[Saved entries]
Content starts
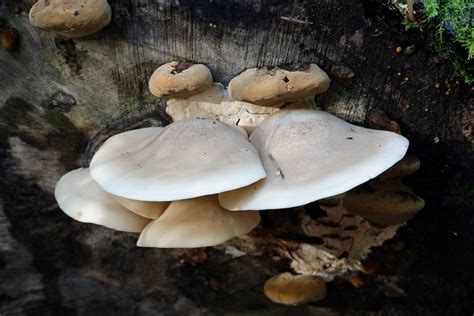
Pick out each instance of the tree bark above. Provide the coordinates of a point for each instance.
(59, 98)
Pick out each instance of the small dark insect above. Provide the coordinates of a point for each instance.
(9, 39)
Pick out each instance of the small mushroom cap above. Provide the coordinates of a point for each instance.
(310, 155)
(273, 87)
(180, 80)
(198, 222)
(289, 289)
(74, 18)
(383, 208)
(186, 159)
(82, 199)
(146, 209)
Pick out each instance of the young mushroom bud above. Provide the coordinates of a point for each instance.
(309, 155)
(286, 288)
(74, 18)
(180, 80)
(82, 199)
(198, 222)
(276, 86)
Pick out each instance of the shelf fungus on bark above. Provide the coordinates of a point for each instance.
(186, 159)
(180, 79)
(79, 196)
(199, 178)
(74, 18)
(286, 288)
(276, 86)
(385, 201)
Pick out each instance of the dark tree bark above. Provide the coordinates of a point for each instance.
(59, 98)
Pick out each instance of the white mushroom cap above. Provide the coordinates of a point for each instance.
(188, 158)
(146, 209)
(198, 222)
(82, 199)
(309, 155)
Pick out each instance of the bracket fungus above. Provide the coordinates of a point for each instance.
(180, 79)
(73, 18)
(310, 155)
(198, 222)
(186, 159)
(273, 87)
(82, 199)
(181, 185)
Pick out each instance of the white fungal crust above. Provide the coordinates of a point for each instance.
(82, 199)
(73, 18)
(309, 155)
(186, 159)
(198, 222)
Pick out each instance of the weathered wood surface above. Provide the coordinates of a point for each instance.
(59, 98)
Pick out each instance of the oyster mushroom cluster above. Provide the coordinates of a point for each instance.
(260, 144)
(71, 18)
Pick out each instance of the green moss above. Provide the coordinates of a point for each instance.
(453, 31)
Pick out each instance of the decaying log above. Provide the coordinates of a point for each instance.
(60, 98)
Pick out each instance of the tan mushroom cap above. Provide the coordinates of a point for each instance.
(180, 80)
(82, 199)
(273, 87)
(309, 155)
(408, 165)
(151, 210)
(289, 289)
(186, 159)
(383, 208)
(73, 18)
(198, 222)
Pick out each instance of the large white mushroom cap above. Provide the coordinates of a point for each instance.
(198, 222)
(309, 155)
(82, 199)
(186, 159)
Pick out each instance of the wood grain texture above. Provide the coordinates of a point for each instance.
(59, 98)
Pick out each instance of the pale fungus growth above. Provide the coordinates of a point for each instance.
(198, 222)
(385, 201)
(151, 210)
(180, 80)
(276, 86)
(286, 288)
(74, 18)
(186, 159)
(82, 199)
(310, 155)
Content ends
▸ **Task brief**
Please print the data above once more, exactly and without images.

▸ **Final answer**
Pick out each instance of the tree bark above. Provide the coordinates of a point for each instance.
(59, 98)
Pick out each instance of the small dark insect above. Provide the coordinates of a point for each instance.
(9, 39)
Pick out each instance of the small mushroom cap above. Provide the coordinates of a point for each instance.
(310, 155)
(273, 87)
(180, 80)
(198, 222)
(289, 289)
(74, 18)
(383, 208)
(186, 159)
(82, 199)
(146, 209)
Pick out each instance of the young mushroom bud above. Provide the coordinates of a point for each instance.
(309, 155)
(286, 288)
(74, 18)
(180, 80)
(82, 199)
(198, 222)
(276, 86)
Pick out each instance of the shelf fungus on bark above. Provide the coordinates of a point for each instance.
(186, 159)
(180, 79)
(79, 196)
(199, 178)
(74, 18)
(286, 288)
(276, 86)
(385, 201)
Pick out each instance of the dark tree bark above. Provide the coordinates of a point for each instance.
(59, 98)
Pick out each instance of the white mushroom cap above. Provide the coordinates of a point for each instance.
(188, 158)
(146, 209)
(198, 222)
(82, 199)
(309, 155)
Pick out each instance of the bracket fungus above. Provide the coordinates of a point for each instance.
(180, 79)
(73, 18)
(310, 155)
(198, 222)
(186, 159)
(273, 87)
(82, 199)
(181, 185)
Pick out each instance of the white fungal crust above. Provide the coordinates of a point for each instance.
(82, 199)
(73, 18)
(309, 155)
(186, 159)
(198, 222)
Pick out each instance of the weathered wood surface above. Provide the coordinates of a point for each instance.
(59, 98)
Pick out each instance of the oyster mushroom cluster above. Provide the coordinates of a point for each instance.
(260, 144)
(71, 18)
Pick out each instance of the green moss above. Provide the coordinates of a point for each instance.
(453, 31)
Pick out each instance of the decaying log above. Provide the coordinates of a point for each instance.
(60, 98)
Pick out each instance of the tan mushroom cap above. Provide the coordinates of a point for each instance.
(180, 80)
(82, 199)
(273, 87)
(309, 155)
(408, 165)
(151, 210)
(289, 289)
(186, 159)
(383, 208)
(73, 18)
(198, 222)
Pick out each instance of the large white mushroom cap above. Provide the coordinates of a point for each instance.
(198, 222)
(309, 155)
(82, 199)
(186, 159)
Pick out each instance of the wood grain texture above. Provide the coordinates of a point for each instance.
(59, 98)
Pick out each instance of the pale fungus growth above. Provide the coordinates of a point for each instance.
(198, 222)
(385, 201)
(151, 210)
(180, 80)
(276, 86)
(286, 288)
(74, 18)
(186, 159)
(82, 199)
(310, 155)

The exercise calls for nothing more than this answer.